Exercise prompt
Return exactly the lines that run from the one with "x=395 y=136" to the last line of the entries below, both included, and nothing else.
┌─ Data for this task
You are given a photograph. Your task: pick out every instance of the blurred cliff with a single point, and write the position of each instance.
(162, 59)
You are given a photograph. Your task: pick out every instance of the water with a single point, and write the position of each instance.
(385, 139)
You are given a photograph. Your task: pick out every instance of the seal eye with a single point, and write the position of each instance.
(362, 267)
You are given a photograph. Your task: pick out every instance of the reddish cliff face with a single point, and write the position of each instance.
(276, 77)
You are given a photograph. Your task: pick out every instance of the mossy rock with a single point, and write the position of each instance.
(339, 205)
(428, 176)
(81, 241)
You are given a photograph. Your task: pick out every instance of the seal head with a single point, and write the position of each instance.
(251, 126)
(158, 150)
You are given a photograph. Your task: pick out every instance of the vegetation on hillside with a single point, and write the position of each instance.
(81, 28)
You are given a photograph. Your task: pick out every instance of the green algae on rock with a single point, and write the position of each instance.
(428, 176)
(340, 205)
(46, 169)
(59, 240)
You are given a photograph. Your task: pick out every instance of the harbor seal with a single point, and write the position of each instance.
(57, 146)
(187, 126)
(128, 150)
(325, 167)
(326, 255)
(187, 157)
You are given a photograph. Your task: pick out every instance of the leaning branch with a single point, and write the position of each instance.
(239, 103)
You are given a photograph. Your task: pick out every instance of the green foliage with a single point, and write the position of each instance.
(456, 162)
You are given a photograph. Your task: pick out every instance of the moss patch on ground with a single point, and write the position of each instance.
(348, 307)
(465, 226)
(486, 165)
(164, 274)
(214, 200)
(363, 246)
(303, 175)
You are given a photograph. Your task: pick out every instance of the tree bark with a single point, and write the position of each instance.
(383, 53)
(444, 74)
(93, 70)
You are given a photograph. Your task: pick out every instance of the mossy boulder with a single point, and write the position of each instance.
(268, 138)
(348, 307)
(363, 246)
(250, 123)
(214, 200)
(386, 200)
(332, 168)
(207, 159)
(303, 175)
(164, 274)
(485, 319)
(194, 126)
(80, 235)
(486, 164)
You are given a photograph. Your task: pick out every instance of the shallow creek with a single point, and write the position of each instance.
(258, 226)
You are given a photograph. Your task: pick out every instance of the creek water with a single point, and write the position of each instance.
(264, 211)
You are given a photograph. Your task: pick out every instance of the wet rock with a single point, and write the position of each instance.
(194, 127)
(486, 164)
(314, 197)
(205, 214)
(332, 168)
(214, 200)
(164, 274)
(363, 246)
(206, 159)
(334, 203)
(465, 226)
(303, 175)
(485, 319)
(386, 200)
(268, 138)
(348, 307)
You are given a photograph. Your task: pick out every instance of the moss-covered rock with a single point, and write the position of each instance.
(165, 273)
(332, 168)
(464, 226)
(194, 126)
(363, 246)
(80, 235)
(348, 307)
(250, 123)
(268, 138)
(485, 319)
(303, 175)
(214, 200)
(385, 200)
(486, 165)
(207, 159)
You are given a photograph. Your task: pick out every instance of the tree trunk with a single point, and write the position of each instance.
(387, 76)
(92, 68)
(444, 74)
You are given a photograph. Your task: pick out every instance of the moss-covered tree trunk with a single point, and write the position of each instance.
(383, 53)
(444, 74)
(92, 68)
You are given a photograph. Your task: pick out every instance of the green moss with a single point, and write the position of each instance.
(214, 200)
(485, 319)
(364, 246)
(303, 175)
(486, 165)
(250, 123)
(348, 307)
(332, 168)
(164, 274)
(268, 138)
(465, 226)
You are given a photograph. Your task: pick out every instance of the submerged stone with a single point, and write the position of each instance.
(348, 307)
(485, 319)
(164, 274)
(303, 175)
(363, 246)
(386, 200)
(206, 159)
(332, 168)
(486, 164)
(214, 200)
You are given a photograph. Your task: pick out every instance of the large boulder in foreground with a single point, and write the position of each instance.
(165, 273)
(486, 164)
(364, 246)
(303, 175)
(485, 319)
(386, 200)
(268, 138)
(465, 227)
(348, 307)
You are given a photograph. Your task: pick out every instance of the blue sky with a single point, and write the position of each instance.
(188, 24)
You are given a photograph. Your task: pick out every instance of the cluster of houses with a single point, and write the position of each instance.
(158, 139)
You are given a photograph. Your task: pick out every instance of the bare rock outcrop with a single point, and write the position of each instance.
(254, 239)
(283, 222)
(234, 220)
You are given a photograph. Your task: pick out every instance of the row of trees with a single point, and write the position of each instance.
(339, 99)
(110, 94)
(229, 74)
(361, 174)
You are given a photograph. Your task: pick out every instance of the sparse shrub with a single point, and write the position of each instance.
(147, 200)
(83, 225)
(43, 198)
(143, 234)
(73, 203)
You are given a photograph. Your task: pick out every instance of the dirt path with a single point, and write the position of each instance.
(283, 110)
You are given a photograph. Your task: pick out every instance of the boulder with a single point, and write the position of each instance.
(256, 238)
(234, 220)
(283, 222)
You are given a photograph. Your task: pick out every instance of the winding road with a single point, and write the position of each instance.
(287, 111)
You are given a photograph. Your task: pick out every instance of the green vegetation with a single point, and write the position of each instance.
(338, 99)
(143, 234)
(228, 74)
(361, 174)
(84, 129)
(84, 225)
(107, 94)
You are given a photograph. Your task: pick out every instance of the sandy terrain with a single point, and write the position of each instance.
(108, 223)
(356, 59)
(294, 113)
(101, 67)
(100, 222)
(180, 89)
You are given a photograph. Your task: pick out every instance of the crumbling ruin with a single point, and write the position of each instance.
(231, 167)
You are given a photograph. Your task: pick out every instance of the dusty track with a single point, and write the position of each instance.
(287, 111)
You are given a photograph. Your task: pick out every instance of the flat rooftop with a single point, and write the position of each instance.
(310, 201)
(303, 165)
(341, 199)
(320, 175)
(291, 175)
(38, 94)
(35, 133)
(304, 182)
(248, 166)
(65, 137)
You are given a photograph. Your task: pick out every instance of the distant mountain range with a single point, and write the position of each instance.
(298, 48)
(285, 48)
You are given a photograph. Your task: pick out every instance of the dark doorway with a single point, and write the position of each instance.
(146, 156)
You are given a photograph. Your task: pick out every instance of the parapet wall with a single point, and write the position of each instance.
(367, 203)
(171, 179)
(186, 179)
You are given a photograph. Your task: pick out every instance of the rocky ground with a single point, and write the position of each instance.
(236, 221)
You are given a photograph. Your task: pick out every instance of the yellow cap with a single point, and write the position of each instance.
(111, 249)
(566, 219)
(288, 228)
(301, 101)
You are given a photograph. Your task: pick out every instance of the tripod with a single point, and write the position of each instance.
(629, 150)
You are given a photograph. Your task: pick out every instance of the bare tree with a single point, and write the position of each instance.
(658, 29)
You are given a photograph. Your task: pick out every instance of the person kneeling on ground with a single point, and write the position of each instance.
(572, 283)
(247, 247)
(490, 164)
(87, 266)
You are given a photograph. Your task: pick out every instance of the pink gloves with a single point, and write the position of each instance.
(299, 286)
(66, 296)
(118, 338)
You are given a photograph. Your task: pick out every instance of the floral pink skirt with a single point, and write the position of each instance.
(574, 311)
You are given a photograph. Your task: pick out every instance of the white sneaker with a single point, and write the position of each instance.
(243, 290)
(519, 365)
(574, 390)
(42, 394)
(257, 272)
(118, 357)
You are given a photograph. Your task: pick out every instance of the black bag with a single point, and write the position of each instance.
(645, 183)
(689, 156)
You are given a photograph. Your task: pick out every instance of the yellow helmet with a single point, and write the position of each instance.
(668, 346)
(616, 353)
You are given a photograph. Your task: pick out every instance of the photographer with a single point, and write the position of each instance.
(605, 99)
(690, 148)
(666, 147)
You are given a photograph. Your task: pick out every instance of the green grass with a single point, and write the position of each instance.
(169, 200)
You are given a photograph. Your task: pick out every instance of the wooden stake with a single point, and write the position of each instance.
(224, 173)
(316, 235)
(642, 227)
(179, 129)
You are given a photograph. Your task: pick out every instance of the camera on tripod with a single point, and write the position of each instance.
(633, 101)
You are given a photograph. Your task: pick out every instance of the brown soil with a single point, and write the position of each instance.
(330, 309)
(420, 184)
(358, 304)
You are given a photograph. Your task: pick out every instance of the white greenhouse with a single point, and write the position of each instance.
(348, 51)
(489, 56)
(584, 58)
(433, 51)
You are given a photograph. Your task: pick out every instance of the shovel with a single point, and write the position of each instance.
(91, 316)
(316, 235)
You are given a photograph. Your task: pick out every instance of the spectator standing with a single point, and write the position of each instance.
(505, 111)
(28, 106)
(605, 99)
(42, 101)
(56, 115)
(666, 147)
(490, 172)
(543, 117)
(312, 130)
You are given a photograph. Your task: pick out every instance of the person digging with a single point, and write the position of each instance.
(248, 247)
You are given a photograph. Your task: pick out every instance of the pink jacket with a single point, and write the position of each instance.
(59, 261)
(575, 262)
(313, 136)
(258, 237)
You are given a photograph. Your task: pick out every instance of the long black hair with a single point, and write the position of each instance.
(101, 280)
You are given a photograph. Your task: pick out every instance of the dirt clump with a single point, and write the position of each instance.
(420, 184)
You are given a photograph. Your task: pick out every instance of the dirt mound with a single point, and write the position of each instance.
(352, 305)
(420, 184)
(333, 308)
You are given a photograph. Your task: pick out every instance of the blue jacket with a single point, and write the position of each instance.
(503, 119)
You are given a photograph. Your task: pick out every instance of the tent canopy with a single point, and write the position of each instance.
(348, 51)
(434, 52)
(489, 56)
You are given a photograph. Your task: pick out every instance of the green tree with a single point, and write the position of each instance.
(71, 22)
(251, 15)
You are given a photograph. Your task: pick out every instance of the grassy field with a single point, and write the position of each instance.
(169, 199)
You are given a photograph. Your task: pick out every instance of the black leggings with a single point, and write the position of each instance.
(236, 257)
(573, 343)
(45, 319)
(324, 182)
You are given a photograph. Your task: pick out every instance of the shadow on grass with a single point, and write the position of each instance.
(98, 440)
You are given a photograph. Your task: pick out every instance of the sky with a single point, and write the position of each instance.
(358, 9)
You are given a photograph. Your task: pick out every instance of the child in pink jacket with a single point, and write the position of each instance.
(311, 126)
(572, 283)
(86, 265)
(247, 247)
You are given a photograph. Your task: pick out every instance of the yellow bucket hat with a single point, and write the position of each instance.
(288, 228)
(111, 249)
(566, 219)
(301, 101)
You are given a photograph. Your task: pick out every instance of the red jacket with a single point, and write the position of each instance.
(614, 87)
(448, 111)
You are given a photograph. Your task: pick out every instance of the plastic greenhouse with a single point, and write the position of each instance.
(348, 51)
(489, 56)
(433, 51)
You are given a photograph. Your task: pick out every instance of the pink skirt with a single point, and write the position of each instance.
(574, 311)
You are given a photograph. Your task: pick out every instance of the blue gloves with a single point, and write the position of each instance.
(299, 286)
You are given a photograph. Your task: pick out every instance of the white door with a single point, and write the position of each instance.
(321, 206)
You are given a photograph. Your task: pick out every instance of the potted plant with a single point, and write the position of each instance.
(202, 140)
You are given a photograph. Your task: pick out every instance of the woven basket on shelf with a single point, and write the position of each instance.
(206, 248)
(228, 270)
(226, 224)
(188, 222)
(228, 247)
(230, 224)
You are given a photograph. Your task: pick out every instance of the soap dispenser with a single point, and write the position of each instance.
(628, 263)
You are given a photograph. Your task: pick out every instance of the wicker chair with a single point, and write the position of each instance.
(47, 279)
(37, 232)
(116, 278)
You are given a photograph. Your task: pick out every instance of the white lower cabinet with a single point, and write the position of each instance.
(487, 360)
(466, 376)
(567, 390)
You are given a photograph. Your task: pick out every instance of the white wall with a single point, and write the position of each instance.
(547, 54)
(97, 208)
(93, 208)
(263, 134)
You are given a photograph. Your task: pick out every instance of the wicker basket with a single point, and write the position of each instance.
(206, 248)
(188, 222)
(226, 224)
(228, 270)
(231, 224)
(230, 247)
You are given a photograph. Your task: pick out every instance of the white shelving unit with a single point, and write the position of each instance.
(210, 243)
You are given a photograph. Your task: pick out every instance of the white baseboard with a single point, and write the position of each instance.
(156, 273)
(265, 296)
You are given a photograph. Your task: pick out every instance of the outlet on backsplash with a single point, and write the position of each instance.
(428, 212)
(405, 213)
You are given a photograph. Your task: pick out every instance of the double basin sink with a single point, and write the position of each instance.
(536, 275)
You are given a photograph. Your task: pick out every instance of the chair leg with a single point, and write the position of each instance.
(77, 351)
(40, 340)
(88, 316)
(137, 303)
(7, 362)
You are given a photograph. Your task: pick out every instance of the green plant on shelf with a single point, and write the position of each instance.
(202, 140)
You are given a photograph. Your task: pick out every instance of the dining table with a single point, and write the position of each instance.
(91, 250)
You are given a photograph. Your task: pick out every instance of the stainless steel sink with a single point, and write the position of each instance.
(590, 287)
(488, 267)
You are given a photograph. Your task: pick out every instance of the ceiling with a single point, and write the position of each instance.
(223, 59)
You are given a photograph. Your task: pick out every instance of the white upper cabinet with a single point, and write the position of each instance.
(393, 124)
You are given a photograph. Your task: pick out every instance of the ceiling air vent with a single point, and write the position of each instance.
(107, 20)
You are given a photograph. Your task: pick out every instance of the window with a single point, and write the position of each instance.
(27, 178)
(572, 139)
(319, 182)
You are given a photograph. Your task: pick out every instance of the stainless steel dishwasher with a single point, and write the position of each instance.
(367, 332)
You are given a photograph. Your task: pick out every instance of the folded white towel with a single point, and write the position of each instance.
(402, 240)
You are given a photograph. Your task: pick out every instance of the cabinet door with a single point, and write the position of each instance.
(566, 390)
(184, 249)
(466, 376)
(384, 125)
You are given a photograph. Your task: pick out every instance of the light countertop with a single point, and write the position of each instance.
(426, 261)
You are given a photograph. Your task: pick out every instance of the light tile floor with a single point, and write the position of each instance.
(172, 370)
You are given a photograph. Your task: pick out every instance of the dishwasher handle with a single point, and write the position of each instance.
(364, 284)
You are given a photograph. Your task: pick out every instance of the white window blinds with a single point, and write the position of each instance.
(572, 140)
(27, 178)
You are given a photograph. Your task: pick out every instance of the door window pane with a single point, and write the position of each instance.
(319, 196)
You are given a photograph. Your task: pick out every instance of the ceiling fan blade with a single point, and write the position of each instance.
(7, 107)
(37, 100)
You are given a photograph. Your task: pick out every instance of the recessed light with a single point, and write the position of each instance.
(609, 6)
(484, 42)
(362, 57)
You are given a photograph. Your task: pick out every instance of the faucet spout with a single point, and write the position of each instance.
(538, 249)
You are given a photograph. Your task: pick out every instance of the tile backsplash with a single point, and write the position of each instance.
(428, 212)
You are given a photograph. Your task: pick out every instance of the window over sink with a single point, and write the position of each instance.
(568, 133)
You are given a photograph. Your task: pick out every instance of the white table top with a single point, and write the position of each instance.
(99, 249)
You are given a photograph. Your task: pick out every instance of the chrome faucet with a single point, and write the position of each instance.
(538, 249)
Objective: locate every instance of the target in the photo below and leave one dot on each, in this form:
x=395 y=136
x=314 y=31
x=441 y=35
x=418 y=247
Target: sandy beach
└─
Result of this task
x=395 y=136
x=314 y=31
x=441 y=35
x=418 y=247
Target: sandy beach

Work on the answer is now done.